La proposta transattiva dell’azienda, l’accettazione, la conciliazione. La beffa del legislatore

– E dopo la sentenza?
Tutto e’ rimesso alla “buona volonta’ dell’azienda”. Vediamo come.
In caso di vittoria della class action, l’impresa chiamata in causa potra’ proporre ai singoli consumatori una transazione, mediante il pagamento di una somma a liquidazione del danno. La proposta dovra’ essere fatta entro sessanta giorni dalla notificazione della sentenza e, se accettata, diventera’ titolo esecutivo (con il quale il singolo potra’ attivare una procedura di esecuzione forzata). Nel caso in cui la proposta non venga fatta, o non venga accettata, si apre una ulteriore fase di conciliazione.
– Un dubbio: chi accetta la proposta?
I singoli o il proponente? La legge non e’ chiara e, da una lettura sistematica parrebbe che qualora anche un solo consumatore non abbia accettato l’eventuale proposta dell’azienda, il presidente del Tribunale dovra’ costituire una “camera di conciliazione”, ossia un tavolo di trattativa, sulla liquidazione dei danni patiti da ogni consumatore che non abbia gia’ transatto. Questa camera sara’ composta da un avvocato scelto dal proponente, uno scelto dall’impresa e presieduta da un avvocato cassazionista. I consumatori che hanno gia’ aderito alla class action (e solo loro), se intendono partecipare alla fase conciliativa, dovranno espressamente farne domanda.
– E cosa accade nella “camera di conciliazione”?
Questi gli scenari possibili:
– gli avvocati si accordano sui risarcimenti da pagare ai singoli consumatori;
– non c’e’ accordo, o c’e’ solo per alcune posizioni, o ancora l’impresa non partecipa nemmeno, e la camera va deserta.

######

**CONSEGNA**. Estrai dal testo sulla class action il passo che va da "In caso di vittoria" a "fase di conciliazione.". Le righe di dati non hanno alcun legame con il testo sulla class action.

(Righe di dati)
######

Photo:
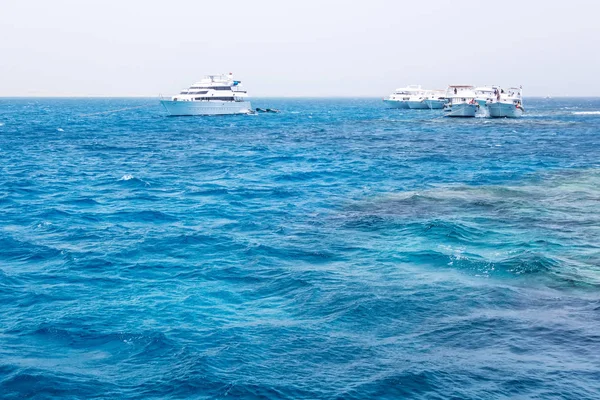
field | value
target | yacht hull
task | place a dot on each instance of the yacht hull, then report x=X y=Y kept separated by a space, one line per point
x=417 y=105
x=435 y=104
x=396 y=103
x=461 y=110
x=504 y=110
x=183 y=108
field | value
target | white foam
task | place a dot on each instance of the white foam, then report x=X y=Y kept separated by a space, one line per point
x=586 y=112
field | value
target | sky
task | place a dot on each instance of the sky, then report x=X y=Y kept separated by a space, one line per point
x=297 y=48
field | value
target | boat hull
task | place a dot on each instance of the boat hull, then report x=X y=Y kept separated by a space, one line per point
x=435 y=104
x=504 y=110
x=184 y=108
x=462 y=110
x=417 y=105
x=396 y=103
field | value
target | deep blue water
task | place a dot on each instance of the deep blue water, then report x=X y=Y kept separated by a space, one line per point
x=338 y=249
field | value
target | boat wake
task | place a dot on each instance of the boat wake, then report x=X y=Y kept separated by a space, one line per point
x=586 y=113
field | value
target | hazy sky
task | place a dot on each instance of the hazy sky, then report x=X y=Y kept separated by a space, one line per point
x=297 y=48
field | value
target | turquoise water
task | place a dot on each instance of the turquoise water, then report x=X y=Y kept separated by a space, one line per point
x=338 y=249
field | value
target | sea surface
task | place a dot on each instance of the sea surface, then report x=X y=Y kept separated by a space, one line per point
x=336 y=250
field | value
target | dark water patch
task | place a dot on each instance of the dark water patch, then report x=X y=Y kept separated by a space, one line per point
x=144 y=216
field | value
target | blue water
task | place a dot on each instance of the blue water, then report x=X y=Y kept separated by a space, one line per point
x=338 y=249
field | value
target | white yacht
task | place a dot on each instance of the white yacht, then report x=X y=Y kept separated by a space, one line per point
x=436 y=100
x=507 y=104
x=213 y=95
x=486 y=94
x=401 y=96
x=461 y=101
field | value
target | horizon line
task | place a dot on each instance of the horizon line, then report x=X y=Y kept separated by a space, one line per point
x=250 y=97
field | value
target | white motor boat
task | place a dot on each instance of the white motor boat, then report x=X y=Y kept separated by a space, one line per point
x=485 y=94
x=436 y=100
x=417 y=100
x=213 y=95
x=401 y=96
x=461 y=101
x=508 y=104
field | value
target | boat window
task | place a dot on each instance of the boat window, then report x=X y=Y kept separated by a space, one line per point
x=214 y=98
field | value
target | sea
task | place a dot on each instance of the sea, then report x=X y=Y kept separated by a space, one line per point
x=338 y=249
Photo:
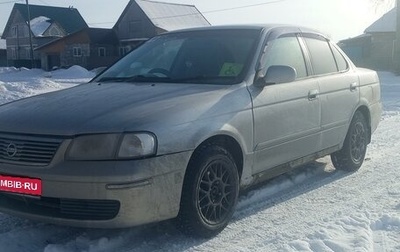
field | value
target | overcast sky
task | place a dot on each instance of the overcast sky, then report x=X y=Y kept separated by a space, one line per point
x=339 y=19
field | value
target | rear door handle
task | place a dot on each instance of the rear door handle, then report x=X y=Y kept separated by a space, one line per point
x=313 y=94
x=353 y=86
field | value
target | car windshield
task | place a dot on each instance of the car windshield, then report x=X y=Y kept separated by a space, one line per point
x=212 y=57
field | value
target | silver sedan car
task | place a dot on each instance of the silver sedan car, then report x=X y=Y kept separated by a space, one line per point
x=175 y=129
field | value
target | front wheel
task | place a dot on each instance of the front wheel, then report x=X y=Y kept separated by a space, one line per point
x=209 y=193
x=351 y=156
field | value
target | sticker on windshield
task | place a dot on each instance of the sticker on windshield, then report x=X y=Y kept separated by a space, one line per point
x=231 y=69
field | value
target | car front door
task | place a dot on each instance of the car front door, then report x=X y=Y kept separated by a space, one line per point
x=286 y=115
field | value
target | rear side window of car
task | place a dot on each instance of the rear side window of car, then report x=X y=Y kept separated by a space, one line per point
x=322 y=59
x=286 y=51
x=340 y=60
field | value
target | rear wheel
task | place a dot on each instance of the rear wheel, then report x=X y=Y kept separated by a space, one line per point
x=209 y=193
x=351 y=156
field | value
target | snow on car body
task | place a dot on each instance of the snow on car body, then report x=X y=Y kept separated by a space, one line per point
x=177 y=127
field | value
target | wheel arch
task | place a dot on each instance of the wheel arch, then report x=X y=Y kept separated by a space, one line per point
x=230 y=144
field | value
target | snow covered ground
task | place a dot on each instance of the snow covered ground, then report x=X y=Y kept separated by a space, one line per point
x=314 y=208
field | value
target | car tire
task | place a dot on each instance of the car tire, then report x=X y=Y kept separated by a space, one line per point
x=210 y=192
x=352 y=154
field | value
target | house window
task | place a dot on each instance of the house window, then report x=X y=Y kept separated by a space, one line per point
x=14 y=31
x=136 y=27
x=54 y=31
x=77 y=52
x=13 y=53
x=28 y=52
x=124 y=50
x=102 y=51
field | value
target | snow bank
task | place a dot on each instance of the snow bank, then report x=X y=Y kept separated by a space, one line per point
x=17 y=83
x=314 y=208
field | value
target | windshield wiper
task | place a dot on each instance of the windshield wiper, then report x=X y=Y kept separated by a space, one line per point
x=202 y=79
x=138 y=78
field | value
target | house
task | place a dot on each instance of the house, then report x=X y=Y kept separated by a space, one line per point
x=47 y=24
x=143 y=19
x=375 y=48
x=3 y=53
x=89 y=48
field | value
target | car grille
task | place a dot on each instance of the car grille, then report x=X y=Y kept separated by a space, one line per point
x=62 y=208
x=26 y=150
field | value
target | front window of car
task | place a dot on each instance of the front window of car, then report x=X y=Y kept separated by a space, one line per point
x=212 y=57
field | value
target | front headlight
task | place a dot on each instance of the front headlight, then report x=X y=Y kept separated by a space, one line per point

######

**SOLUZIONE**.
In caso di vittoria della class action, l’impresa chiamata in causa potra’ proporre ai singoli consumatori una transazione, mediante il pagamento di una somma a liquidazione del danno. La proposta dovra’ essere fatta entro sessanta giorni dalla notificazione della sentenza e, se accettata, diventera’ titolo esecutivo (con il quale il singolo potra’ attivare una procedura di esecuzione forzata). Nel caso in cui la proposta non venga fatta, o non venga accettata, si apre una ulteriore fase di conciliazione.